TEXTO EXTRAÍDO:

==========

Um povo
“a caminho” é um povo com horizontes em busca de sentido. Na mitologia dos
irmãos gêmeos, a humanidade encontra-se a caminho do seu fundamento e princípio
de todo princípio, Nhande Ru Vuçu,
Nosso Grande Pai, que fecundou nessa realidade a humanidade deixando sua
Palavra (Ayvu) como o legado do
sentido. O sentido que se fez eterno dentro do tempo de encontro e comunhão, a
festa (Arete) e que prossegue na estória cíclica como a lua (Jase) costuma apresentar-se no
céu, mas progressiva como o caminhar para um lugar santo (Mba’e Marangatu). Por isso que o guarani é um povo santo que
caminha espiritualmente em busca do lugar sagrado afastado de infelicidades (yvy imarãe), onde é possível entrar
em comunhão com seu sentido, o Nosso Grande Pai. Esse caminho converte-se em migração
necessária quando o território entra em colapso e a crise ameaça converter o
território sagrado, centro da cultura guarani e morada de seres divinos (Yvypyte), em território do mal.

==========

DADOS ARMAZENADOS:
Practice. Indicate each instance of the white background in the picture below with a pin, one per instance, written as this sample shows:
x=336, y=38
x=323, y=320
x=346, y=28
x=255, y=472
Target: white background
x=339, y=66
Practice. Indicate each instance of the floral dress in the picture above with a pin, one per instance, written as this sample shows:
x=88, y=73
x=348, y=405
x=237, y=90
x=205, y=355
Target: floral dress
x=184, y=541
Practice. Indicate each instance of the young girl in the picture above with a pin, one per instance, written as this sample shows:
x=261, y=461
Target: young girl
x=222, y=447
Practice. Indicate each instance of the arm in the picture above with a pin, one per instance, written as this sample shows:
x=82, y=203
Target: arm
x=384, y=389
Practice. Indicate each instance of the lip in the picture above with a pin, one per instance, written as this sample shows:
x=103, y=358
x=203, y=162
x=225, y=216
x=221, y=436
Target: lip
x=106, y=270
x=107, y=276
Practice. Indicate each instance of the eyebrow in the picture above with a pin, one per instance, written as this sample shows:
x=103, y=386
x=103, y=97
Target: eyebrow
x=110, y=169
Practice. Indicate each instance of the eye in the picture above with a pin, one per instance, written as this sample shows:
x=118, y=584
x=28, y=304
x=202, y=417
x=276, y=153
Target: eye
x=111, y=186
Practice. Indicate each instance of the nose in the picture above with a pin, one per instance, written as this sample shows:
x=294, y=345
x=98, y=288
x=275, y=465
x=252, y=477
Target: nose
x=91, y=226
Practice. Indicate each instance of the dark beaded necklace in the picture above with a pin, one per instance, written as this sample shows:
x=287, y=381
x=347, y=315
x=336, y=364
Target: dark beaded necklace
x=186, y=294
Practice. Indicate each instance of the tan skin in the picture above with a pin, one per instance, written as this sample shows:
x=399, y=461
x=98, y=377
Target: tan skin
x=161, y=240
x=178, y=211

==========

DESCRIÇÃO DO PROBLEMA:
Dê seguimento ao texto sobre a caminhada espiritual do povo guarani a partir do ponto em que ele termina. Os dados vêm de uma fonte diferente.

RESPOSTA:
O
território é a condição para o caminhar. Sem território não há caminho e sem
caminho não se sabe do sentido. Mas quem colocou a noção do sentido? O sentido “se
faz ver” a partir da experiência do sagrado (marangatu), não como fruto da vontade humana e sim como a
invasão do eterno no passageiro tempo e inesperado momento da vida, como uma
luz “reflexo de divina sabedoria” (CADOGAN, 1992, p. 24-25) e “iluminado pelo
reflexo do seu próprio entendimento... o vento original”, que reconstrói o
espaço-tempo original (Arayma)
(CADOGAN, 1992, p. 29-31) para a humanidade e que “vem primeiro e deixa-se conhecer
no meio das trevas primogênitas” (MELIÀ, 1991, p. 51). Trata-se do Sagrado que
se revela primeiro e invade o ser humano como uma totalidade (OTTA, 1966, p. 23
e seguintes; PIAZZA, 1983, p. 18) para reordenar o sentido do caminhar.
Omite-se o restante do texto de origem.